Source data:
------------------------------
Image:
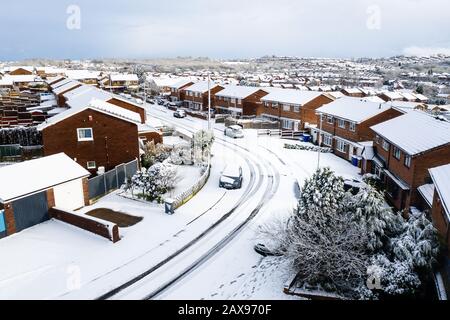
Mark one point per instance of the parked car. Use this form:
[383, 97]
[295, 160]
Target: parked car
[231, 178]
[264, 251]
[235, 132]
[179, 114]
[353, 185]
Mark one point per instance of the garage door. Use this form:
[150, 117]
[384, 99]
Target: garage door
[30, 211]
[2, 224]
[69, 196]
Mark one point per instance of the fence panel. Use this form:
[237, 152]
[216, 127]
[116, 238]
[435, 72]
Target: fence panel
[97, 187]
[131, 169]
[112, 180]
[121, 175]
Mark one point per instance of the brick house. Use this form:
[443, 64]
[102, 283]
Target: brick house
[82, 96]
[177, 92]
[346, 124]
[293, 108]
[196, 95]
[60, 90]
[353, 92]
[440, 208]
[121, 82]
[99, 134]
[37, 185]
[404, 149]
[240, 100]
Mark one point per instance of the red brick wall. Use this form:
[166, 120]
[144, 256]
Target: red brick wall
[9, 219]
[86, 224]
[157, 137]
[115, 140]
[86, 191]
[130, 107]
[440, 220]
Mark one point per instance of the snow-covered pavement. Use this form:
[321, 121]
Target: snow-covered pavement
[204, 251]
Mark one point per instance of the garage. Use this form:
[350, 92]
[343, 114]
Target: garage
[32, 187]
[69, 196]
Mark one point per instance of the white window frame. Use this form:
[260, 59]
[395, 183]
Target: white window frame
[327, 140]
[352, 126]
[79, 130]
[397, 151]
[408, 160]
[91, 167]
[340, 146]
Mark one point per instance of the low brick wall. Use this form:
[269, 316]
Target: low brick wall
[104, 230]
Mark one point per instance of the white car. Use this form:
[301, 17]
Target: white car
[234, 132]
[231, 178]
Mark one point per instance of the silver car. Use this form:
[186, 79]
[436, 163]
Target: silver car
[234, 132]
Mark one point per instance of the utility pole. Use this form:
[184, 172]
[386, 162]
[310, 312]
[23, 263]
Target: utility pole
[320, 141]
[209, 101]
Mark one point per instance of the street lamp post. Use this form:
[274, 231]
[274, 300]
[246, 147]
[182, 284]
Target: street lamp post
[209, 101]
[320, 141]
------------------------------
## What needs to be done
Repeat each entry exactly as it appears; skip any picture.

## Answer to this problem
Image:
Mark one point per instance of the parked car. Use this form:
[383, 97]
[295, 160]
Target: parked car
[231, 178]
[264, 251]
[235, 132]
[179, 114]
[353, 185]
Mark one point per instance of the garage door. Use this form:
[150, 117]
[384, 99]
Target: garage door
[30, 211]
[2, 224]
[69, 196]
Mark one point per instance of the fence panel. Use this form:
[237, 152]
[216, 127]
[116, 238]
[435, 72]
Target: fence panel
[97, 187]
[131, 169]
[112, 180]
[121, 175]
Mark one point per instance of the brick house. Use this form:
[443, 64]
[102, 283]
Target: brick house
[82, 96]
[177, 92]
[346, 124]
[293, 108]
[196, 95]
[60, 90]
[353, 92]
[440, 208]
[121, 82]
[99, 134]
[37, 185]
[404, 149]
[240, 100]
Mark one point per instance of the red brick wall. Use this form:
[166, 120]
[144, 256]
Target: red brick wall
[9, 219]
[86, 224]
[157, 137]
[115, 140]
[86, 191]
[130, 107]
[440, 220]
Mark one point per instance of the snow-covered pavement. Use this form:
[321, 121]
Target: snow-covered pavement
[204, 251]
Mark one point per instance of the garage. Use this form:
[350, 92]
[343, 114]
Target: garage
[32, 187]
[69, 196]
Mark one point per instance of the white window frame. Use this form:
[260, 59]
[395, 183]
Target: white window frame
[327, 140]
[352, 126]
[79, 130]
[397, 151]
[408, 160]
[91, 167]
[340, 146]
Mark one point per instance of the low brick wall. Use this form:
[269, 316]
Target: low brick wall
[104, 230]
Mark one point per instance of the white car. Use this form:
[301, 17]
Target: white car
[234, 132]
[231, 178]
Mark one point per instance of the silver car. Use this form:
[186, 79]
[436, 163]
Target: silver car
[234, 132]
Mark one point per instance of the utility pole. Use this form:
[184, 172]
[386, 162]
[310, 312]
[23, 263]
Target: utility pole
[320, 141]
[209, 101]
Mark one point per instance of the street lamp post. Use this form:
[274, 231]
[274, 300]
[246, 147]
[182, 284]
Target: street lamp post
[209, 101]
[320, 141]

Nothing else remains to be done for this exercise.